━━━ Text ━━━

Personal information
- Nationality: Bahraini
- Born: 17 May 1996 (age 30) Kano, Nigeria
- Height: 1.75 m (5 ft 9 in)
- Weight: 66 kg (146 lb)

Sport
- Country: Bahrain
- Sport: Athletics
- Event: 400 metres

Medal record
Men's athletics
Representing Bahrain
World Championships
| Bronze medal – third place | 2019 Doha | Mixed 4 × 400 m |
Asian Games
| Silver medal – second place | 2014 Incheon | 400 m |
Asian Indoor Championships
| Silver medal – second place | 2016 Doha | 400 m |

= Abbas Abubakar Abbas =

Nigerian-born Bahraini athlete sprinter (born 1996)

Abbas Abubakar Abbas (عباس أبو بكر عباس; born 17 May 1996) is a Nigerian-born Bahraini athlete sprinter who competes internationally for Bahrain. He was the silver medallist in the 400 metres at the 2014 Asian Games. He has a personal best of 44.90 seconds for the event.

━━━

Return the athlete profile in full, word for word. The data that comes after the athlete profile has no connection to it.

━━━ Input data ━━━

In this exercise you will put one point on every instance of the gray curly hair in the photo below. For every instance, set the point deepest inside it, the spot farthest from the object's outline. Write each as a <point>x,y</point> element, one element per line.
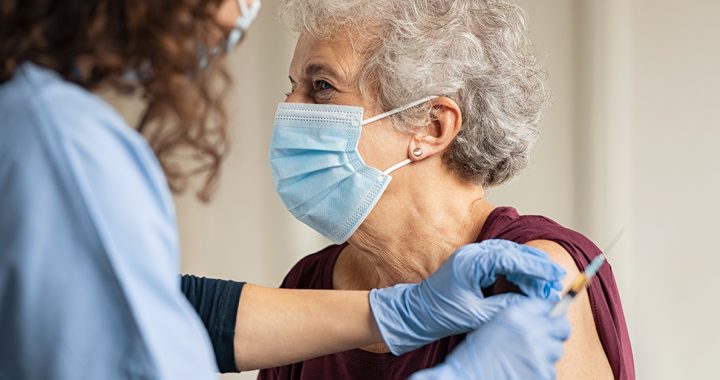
<point>476,52</point>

━━━

**The answer**:
Personal information
- Nationality: Bahraini
- Born: 17 May 1996 (age 30) Kano, Nigeria
- Height: 1.75 m (5 ft 9 in)
- Weight: 66 kg (146 lb)

Sport
- Country: Bahrain
- Sport: Athletics
- Event: 400 metres

Medal record
Men's athletics
Representing Bahrain
World Championships
| Bronze medal – third place | 2019 Doha | Mixed 4 × 400 m |
Asian Games
| Silver medal – second place | 2014 Incheon | 400 m |
Asian Indoor Championships
| Silver medal – second place | 2016 Doha | 400 m |

= Abbas Abubakar Abbas =

Nigerian-born Bahraini athlete sprinter (born 1996)

Abbas Abubakar Abbas (عباس أبو بكر عباس; born 17 May 1996) is a Nigerian-born Bahraini athlete sprinter who competes internationally for Bahrain. He was the silver medallist in the 400 metres at the 2014 Asian Games. He has a personal best of 44.90 seconds for the event.